* WORK TO BE COMPLETED *
Print out the entries below with no edits.

### GIVEN INFORMATION

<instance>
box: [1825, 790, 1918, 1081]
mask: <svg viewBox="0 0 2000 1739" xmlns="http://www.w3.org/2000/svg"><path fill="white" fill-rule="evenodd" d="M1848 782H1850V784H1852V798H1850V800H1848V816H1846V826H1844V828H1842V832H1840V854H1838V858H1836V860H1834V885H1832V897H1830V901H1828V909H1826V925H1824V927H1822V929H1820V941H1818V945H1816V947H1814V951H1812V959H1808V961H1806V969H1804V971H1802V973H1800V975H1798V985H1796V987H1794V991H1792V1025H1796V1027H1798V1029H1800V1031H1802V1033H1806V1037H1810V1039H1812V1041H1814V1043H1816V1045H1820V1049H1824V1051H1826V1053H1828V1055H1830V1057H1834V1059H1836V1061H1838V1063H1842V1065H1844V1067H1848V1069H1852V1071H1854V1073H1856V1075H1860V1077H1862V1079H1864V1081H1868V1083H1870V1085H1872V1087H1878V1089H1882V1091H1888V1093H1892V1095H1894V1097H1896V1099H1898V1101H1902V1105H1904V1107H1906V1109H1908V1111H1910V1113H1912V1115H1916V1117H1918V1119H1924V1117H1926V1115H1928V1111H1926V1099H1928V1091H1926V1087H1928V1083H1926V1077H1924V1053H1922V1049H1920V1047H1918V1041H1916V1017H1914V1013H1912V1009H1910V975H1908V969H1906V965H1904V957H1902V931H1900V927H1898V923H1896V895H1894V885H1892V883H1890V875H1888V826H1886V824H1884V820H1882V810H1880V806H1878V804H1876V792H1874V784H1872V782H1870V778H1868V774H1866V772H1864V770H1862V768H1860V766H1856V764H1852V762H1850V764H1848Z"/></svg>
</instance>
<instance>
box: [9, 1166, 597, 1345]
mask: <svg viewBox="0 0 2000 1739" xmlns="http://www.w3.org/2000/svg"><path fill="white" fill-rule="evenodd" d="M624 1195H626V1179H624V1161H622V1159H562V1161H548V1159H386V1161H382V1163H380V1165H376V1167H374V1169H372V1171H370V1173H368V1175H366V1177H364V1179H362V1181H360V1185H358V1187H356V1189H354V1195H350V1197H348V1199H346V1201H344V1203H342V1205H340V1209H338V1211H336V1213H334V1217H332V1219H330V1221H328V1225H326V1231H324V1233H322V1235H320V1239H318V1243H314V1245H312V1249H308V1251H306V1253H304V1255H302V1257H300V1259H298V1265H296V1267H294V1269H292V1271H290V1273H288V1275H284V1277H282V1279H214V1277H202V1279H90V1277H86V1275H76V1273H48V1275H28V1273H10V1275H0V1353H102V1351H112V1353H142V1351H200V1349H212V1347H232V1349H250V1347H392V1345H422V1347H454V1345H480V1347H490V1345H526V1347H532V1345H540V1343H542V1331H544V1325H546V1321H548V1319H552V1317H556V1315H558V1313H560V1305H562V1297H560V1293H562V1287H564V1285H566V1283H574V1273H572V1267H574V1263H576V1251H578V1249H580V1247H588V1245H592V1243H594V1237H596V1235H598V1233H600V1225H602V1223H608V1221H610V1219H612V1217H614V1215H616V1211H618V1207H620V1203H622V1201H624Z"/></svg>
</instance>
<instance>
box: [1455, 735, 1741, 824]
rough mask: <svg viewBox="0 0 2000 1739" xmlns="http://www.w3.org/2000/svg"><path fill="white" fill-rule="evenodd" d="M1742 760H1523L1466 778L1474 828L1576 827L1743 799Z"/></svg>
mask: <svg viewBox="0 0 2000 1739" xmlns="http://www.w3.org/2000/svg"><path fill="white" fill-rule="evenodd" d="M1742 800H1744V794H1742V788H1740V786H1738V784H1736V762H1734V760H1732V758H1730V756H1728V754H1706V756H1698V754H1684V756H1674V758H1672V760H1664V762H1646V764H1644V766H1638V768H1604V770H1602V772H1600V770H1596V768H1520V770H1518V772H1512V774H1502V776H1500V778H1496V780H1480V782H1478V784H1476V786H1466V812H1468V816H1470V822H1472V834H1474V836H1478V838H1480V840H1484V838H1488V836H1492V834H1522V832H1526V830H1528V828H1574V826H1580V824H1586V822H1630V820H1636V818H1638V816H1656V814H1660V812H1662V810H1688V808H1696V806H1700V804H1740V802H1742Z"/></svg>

######

* OUTPUT *
<instance>
box: [1825, 790, 1918, 1081]
mask: <svg viewBox="0 0 2000 1739" xmlns="http://www.w3.org/2000/svg"><path fill="white" fill-rule="evenodd" d="M1848 782H1850V784H1852V798H1850V800H1848V816H1846V826H1844V828H1842V832H1840V854H1838V858H1836V860H1834V885H1832V897H1830V901H1828V909H1826V925H1824V927H1822V929H1820V941H1818V945H1816V947H1814V951H1812V959H1808V961H1806V969H1804V971H1802V973H1800V975H1798V985H1796V987H1794V991H1792V1025H1796V1027H1798V1029H1800V1031H1802V1033H1806V1037H1810V1039H1812V1041H1814V1043H1816V1045H1820V1049H1824V1051H1826V1053H1828V1055H1830V1057H1834V1059H1836V1061H1838V1063H1842V1065H1844V1067H1848V1069H1852V1071H1854V1073H1856V1075H1860V1077H1862V1079H1864V1081H1868V1083H1870V1085H1872V1087H1878V1089H1882V1091H1888V1093H1892V1095H1894V1097H1896V1099H1898V1101H1902V1105H1904V1107H1906V1109H1908V1111H1910V1113H1912V1115H1916V1117H1918V1119H1924V1117H1926V1115H1928V1111H1926V1099H1928V1091H1926V1087H1928V1083H1926V1077H1924V1053H1922V1049H1920V1047H1918V1041H1916V1017H1914V1013H1912V1009H1910V975H1908V969H1906V965H1904V957H1902V931H1900V927H1898V923H1896V895H1894V885H1892V883H1890V875H1888V826H1886V824H1884V820H1882V810H1880V806H1878V804H1876V792H1874V784H1872V782H1870V778H1868V774H1866V772H1864V770H1862V768H1860V766H1856V764H1852V762H1850V764H1848Z"/></svg>
</instance>
<instance>
box: [9, 1166, 597, 1345]
mask: <svg viewBox="0 0 2000 1739" xmlns="http://www.w3.org/2000/svg"><path fill="white" fill-rule="evenodd" d="M624 1195H626V1179H624V1161H622V1159H562V1161H548V1159H386V1161H382V1163H380V1165H376V1167H374V1169H372V1171H370V1173H368V1175H366V1177H364V1179H362V1181H360V1185H358V1187H356V1189H354V1195H350V1197H348V1199H346V1201H344V1203H342V1205H340V1209H338V1211H336V1213H334V1217H332V1219H330V1221H328V1225H326V1231H324V1233H322V1235H320V1239H318V1243H314V1245H312V1249H308V1251H306V1253H304V1255H302V1257H300V1259H298V1265H296V1267H294V1269H292V1271H290V1273H288V1275H284V1277H282V1279H214V1277H202V1279H90V1277H86V1275H76V1273H48V1275H28V1273H10V1275H0V1353H102V1351H112V1353H142V1351H200V1349H212V1347H232V1349H250V1347H392V1345H422V1347H454V1345H480V1347H490V1345H526V1347H532V1345H540V1343H542V1331H544V1325H546V1321H548V1319H552V1317H556V1315H558V1313H560V1305H562V1297H560V1293H562V1287H564V1285H566V1283H574V1273H572V1267H574V1263H576V1251H578V1249H580V1247H588V1245H592V1243H594V1237H596V1235H598V1233H600V1225H602V1223H608V1221H610V1219H612V1217H614V1215H616V1211H618V1207H620V1203H622V1201H624Z"/></svg>
</instance>
<instance>
box: [1455, 735, 1741, 824]
rough mask: <svg viewBox="0 0 2000 1739" xmlns="http://www.w3.org/2000/svg"><path fill="white" fill-rule="evenodd" d="M1742 760H1523L1466 778L1474 828L1576 827L1743 799Z"/></svg>
mask: <svg viewBox="0 0 2000 1739" xmlns="http://www.w3.org/2000/svg"><path fill="white" fill-rule="evenodd" d="M1742 800H1744V794H1742V788H1740V786H1738V784H1736V762H1734V760H1732V758H1730V756H1728V754H1706V756H1698V754H1684V756H1674V758H1672V760H1664V762H1646V764H1644V766H1638V768H1604V770H1602V772H1600V770H1596V768H1520V770H1518V772H1512V774H1502V776H1500V778H1496V780H1480V782H1478V784H1476V786H1466V812H1468V816H1470V822H1472V834H1474V836H1478V838H1480V840H1484V838H1488V836H1492V834H1522V832H1526V830H1528V828H1574V826H1580V824H1586V822H1630V820H1636V818H1638V816H1656V814H1660V812H1662V810H1688V808H1696V806H1700V804H1740V802H1742Z"/></svg>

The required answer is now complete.